• **Dataset**

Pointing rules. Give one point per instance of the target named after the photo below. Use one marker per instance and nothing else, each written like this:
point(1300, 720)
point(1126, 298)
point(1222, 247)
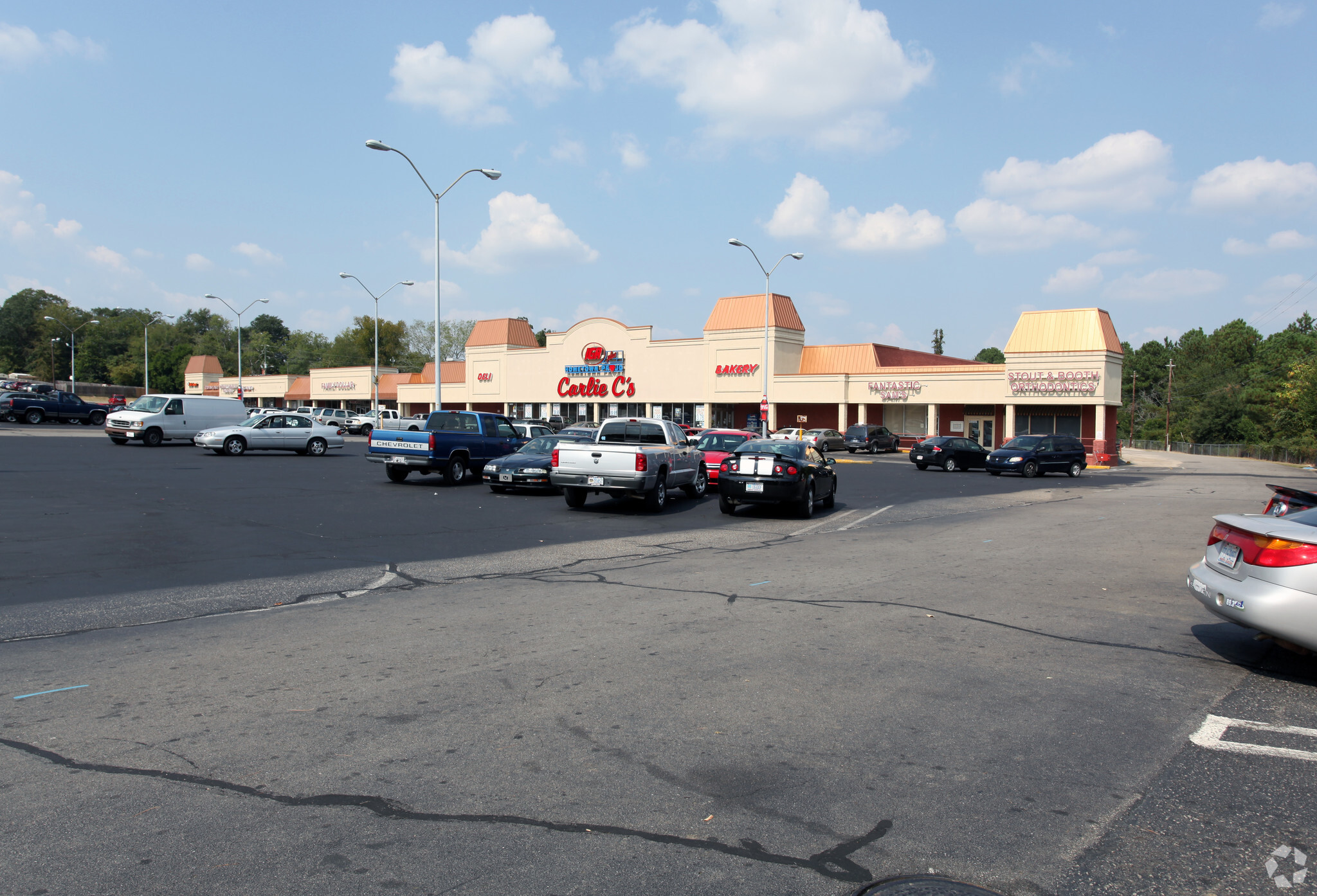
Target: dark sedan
point(529, 466)
point(776, 471)
point(951, 453)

• **Problem statement**
Lay out every line of the items above as a numbered list, skipping any blank lines. Leave the pictures out.

• **Solution to this problem**
1. Pointing rules. Give one point per instance of the target named after the photo below. Use one marker per instance and nothing else, each written like this:
2. point(1300, 720)
3. point(1126, 298)
4. point(1222, 247)
5. Target: dark sedan
6. point(529, 466)
7. point(776, 471)
8. point(951, 453)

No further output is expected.